- PROBLEM STATEMENT -
Convert the lines from the start of the records through the line containing "[[162, 62, 186, 80], [90, 57, 109, 73]]" into a JSON list of strings, one string per line, leaving out blank lines.

Excerpts from bounding box data:
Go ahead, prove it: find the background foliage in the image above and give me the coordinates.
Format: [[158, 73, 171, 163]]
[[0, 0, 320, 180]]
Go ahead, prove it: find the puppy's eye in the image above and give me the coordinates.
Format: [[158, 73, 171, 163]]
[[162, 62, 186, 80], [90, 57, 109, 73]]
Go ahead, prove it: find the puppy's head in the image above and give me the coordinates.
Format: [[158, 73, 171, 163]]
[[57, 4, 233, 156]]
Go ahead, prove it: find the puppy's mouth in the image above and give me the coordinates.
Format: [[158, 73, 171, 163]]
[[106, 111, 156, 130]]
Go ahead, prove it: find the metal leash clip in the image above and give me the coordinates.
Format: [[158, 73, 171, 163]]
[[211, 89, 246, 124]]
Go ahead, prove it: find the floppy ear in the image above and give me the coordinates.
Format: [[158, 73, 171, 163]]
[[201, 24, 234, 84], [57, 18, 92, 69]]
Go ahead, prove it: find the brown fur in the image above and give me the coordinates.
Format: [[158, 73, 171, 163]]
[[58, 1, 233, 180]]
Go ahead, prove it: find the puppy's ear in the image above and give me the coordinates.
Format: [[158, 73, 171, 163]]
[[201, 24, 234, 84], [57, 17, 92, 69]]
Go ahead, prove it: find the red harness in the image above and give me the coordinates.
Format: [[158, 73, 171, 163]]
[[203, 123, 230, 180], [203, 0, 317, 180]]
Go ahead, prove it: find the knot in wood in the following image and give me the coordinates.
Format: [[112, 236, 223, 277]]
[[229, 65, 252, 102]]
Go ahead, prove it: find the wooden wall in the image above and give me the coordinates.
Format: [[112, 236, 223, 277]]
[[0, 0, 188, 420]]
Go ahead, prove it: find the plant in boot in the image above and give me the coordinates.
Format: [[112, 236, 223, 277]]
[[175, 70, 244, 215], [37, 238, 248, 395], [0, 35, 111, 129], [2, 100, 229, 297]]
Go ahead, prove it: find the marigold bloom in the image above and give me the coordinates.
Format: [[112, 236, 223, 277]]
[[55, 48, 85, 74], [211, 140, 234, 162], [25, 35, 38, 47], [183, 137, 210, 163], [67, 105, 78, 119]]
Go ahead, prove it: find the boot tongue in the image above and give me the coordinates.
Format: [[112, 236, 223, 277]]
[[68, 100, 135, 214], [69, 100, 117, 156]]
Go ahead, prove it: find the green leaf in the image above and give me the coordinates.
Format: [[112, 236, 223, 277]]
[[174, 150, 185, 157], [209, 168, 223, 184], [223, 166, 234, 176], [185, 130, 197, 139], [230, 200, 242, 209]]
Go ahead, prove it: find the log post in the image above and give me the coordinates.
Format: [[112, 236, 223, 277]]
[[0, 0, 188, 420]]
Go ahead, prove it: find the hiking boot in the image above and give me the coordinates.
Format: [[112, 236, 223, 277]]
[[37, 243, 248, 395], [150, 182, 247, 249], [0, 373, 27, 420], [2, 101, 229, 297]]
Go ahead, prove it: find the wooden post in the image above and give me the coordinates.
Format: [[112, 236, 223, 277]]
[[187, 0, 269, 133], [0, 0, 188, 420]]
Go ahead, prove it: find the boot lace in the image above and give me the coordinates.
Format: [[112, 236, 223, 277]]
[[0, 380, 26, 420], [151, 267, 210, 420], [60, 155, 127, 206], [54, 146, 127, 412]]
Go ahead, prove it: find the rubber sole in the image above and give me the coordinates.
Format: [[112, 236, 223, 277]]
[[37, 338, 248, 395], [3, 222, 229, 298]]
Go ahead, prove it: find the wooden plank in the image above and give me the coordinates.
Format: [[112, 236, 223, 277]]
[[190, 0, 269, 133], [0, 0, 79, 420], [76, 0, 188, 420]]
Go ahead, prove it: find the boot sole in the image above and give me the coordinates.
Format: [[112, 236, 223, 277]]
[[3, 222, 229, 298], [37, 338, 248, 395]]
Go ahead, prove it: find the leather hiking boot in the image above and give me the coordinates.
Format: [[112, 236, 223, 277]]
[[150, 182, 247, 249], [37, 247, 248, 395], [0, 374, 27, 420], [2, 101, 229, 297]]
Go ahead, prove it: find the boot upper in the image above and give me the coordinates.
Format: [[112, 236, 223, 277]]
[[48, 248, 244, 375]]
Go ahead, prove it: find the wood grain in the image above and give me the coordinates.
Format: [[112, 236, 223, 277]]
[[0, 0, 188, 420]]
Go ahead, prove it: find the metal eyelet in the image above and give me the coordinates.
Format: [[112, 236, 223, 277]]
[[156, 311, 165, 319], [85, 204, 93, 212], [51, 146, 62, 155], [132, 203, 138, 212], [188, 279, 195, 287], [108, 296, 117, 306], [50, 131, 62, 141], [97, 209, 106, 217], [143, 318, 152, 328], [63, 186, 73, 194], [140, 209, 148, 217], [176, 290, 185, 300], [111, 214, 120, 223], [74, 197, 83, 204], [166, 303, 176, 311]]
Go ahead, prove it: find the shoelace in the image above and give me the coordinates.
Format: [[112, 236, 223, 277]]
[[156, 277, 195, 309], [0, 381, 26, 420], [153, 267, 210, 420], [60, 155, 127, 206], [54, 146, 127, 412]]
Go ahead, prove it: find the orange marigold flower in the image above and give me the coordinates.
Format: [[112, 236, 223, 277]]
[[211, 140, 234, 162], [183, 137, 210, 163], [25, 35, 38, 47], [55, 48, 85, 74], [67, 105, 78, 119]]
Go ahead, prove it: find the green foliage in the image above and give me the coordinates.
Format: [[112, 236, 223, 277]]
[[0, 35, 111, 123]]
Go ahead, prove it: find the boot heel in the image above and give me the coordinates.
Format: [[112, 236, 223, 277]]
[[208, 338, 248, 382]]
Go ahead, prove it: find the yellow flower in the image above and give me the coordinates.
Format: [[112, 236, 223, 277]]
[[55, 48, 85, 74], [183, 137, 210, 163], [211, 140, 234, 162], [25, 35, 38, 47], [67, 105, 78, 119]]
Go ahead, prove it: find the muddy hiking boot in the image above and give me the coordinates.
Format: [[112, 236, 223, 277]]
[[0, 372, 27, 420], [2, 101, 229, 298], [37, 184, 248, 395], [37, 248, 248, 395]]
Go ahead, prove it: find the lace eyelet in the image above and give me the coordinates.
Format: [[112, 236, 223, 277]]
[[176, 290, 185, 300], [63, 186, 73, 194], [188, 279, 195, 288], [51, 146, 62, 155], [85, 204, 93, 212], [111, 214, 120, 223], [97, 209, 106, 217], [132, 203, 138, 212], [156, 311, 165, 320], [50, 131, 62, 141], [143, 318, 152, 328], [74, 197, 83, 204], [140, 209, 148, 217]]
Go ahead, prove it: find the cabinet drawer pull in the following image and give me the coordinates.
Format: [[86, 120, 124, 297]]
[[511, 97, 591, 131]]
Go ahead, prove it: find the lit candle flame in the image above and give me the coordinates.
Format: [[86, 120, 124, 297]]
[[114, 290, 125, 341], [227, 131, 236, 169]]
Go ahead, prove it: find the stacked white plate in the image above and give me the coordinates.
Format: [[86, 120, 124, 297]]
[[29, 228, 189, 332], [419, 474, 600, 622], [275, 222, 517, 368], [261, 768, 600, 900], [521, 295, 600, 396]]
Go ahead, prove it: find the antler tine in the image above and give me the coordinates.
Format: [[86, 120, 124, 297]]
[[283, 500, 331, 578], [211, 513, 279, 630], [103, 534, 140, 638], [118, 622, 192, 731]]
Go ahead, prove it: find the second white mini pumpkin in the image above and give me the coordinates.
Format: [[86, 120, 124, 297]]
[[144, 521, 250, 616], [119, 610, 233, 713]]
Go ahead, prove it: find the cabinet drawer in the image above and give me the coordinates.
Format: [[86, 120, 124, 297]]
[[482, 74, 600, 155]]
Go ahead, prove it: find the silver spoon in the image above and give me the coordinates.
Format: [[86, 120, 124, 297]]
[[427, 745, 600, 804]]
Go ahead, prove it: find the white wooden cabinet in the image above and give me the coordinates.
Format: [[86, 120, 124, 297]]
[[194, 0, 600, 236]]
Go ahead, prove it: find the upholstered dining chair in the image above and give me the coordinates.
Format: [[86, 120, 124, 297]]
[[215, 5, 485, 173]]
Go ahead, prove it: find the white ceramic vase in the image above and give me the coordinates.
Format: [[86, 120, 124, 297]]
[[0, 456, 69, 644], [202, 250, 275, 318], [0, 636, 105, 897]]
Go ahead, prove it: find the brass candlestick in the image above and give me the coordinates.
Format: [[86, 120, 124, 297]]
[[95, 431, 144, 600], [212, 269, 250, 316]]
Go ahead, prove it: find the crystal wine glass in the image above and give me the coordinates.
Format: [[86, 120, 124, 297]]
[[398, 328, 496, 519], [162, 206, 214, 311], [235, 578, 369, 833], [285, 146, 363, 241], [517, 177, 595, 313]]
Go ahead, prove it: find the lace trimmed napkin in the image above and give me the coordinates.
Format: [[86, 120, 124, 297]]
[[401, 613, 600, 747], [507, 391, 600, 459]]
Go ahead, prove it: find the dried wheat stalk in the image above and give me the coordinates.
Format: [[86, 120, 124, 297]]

- COMPLETE RESPONSE -
[
  "Go ahead, prove it: find the background foliage in the image above and give me the coordinates.",
  "Format: [[158, 73, 171, 163]]",
  "[[0, 0, 320, 180]]",
  "Go ahead, prove it: find the puppy's eye in the image above and give me the coordinates.",
  "Format: [[158, 73, 171, 163]]",
  "[[162, 62, 186, 80], [90, 57, 109, 73]]"
]